TASK DETAILS: Write the material out again exactly.

EXTRACTED RECORDS:
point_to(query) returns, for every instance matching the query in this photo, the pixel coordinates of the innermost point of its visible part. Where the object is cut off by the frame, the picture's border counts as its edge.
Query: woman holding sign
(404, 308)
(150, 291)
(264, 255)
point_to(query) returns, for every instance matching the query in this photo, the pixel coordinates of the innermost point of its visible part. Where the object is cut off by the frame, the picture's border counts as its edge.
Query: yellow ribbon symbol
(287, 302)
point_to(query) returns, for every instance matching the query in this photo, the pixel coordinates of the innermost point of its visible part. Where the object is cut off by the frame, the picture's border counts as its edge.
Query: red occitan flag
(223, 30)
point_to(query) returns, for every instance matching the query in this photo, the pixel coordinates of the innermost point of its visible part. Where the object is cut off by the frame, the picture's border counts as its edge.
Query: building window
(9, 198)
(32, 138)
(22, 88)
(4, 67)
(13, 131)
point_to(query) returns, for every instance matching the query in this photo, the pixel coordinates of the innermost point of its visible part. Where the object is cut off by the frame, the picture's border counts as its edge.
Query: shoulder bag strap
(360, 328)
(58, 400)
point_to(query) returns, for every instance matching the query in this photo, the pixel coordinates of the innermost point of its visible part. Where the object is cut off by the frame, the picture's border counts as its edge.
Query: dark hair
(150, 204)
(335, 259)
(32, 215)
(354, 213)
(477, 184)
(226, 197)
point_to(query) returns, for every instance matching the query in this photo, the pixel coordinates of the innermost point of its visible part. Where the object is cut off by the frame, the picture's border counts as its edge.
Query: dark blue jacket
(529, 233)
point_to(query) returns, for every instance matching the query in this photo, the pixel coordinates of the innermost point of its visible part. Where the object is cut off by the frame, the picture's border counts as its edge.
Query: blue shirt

THE COMPLETED TASK:
point_to(query) returns, for every instance matching the query in this photo, the pixel coordinates of the innermost point of its visible part. Where the object is cut off by the frame, the picture's border counts as its edge.
Query: woman holding sign
(404, 308)
(150, 291)
(264, 255)
point_to(query) returns, for every instance matching the query in this photo, the pixel coordinates of the innermost point of its visible part. Where the object is cut off by the frame, the picture's border counts as its edge.
Query: yellow ribbon symbol
(287, 302)
point_to(query) returns, for every instance matching the query in this photo, the pixel coordinates of the innermost point of its visible part. Where the object is cut off by the frame, the picture's border counts as its edge.
Query: red occitan flag
(223, 30)
point_to(query) returns, for every instance matching the query in this photo, the pixel coordinates of the innermost point of its visible part. Where the object is cut off by the frame, the picture's border counts as its edge.
Query: building window
(9, 198)
(32, 138)
(22, 88)
(4, 67)
(13, 131)
point_to(query) returns, for every instance matching the query in this photo, the pixel coordinates of the innermost point of its visible part. Where the object is cut off by the frame, the picture's border counts as its edge.
Query: shoulder bag strap
(360, 328)
(58, 400)
point_to(query) returns, for every instance matching the query in this photo, the pixel coordinates of the innermost point of its visible part. Where the object is cut off by the frame, the picture's border counts as its edge.
Query: dark hair
(150, 204)
(335, 259)
(32, 215)
(354, 213)
(477, 184)
(226, 197)
point_to(query) returns, for every instance matching the query in this photo, the pixel coordinates of the innermost point of its visible part. Where the object is cut off by the frame, the picture's border counts as its edge.
Query: dark blue jacket
(529, 233)
point_to(query) returns, for every instance matching the query in this photo, the pixel coordinates of the innermost point of its visible part. Where the object is cut off by the frame, the picture's border counts as its edge.
Query: blue shirt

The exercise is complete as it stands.